Problem: Transcribe word for word the lines below from the line with "An <instance> block" through the line with "positive clicks: (176, 388) (172, 385)", ends included.

════════════════════

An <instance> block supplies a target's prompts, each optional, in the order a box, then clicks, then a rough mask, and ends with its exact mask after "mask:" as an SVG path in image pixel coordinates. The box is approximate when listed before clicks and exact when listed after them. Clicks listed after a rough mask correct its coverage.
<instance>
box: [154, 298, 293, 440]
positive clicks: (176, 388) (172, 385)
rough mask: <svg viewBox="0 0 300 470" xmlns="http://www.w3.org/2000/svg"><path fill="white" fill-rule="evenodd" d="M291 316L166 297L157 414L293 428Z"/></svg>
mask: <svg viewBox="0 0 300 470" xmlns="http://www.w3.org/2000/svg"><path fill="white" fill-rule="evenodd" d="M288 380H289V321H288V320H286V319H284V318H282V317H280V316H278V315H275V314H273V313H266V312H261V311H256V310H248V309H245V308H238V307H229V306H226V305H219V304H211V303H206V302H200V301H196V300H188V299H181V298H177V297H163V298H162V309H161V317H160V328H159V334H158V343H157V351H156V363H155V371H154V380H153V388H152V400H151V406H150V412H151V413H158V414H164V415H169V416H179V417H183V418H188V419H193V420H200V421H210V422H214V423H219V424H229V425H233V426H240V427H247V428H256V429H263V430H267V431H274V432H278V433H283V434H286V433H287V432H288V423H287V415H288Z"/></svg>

════════════════════

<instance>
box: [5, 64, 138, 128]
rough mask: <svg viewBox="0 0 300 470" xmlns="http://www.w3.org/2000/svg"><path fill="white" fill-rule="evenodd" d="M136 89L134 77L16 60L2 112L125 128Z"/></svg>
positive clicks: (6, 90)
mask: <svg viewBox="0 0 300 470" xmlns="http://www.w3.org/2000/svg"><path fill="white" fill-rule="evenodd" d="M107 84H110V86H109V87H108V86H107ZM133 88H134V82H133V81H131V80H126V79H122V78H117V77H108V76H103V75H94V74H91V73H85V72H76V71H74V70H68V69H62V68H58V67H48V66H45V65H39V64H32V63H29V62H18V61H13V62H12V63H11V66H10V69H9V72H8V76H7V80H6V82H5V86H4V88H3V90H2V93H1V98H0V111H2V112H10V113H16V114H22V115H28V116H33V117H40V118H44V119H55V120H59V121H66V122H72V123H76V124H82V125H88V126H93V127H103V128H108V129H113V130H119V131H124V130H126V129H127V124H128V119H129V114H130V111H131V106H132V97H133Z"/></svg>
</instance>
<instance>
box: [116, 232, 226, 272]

════════════════════

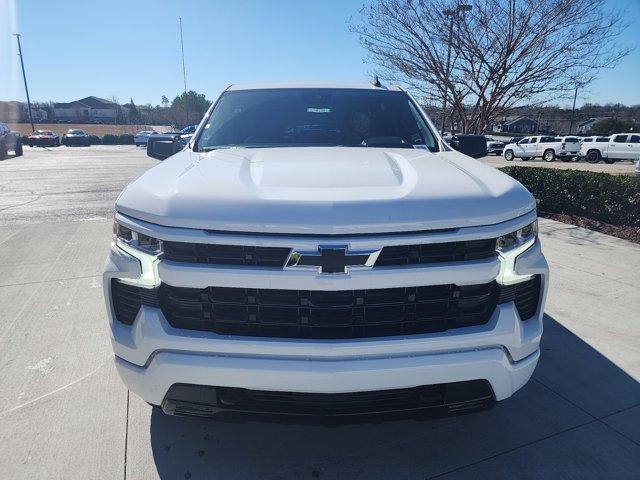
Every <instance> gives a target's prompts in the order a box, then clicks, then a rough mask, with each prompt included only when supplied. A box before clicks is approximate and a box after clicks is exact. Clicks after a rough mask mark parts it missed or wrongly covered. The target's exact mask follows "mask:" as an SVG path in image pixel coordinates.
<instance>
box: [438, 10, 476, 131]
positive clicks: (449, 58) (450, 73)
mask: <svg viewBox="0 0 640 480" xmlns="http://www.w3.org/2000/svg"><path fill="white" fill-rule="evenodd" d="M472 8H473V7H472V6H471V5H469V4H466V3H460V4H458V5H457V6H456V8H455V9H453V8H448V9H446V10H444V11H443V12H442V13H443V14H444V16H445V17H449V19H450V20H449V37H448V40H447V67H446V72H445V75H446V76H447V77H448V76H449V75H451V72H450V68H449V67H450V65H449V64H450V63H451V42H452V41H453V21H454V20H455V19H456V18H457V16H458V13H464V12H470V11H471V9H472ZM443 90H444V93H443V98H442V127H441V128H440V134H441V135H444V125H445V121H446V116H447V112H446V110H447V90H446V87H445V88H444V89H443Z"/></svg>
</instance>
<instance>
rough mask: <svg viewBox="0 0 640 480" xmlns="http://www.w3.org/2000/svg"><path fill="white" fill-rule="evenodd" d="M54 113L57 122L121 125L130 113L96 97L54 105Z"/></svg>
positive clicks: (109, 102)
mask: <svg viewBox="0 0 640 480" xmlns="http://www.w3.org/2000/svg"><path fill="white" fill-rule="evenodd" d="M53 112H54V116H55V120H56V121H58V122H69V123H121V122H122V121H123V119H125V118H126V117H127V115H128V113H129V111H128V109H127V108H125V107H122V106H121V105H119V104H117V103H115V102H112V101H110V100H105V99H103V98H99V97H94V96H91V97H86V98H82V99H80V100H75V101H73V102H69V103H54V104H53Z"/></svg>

════════════════════

Answer to the problem:
An <instance> block supplies a target's prompts, each optional, in the order a box, then clicks, then a rough mask, and ends with its exact mask after "mask:" as an SVG path in image pixel coordinates. The box is approximate when listed before clicks and exact when listed after them. Clicks listed after a rough mask correct its coverage.
<instance>
box: [154, 298, 293, 440]
positive clicks: (176, 388) (172, 385)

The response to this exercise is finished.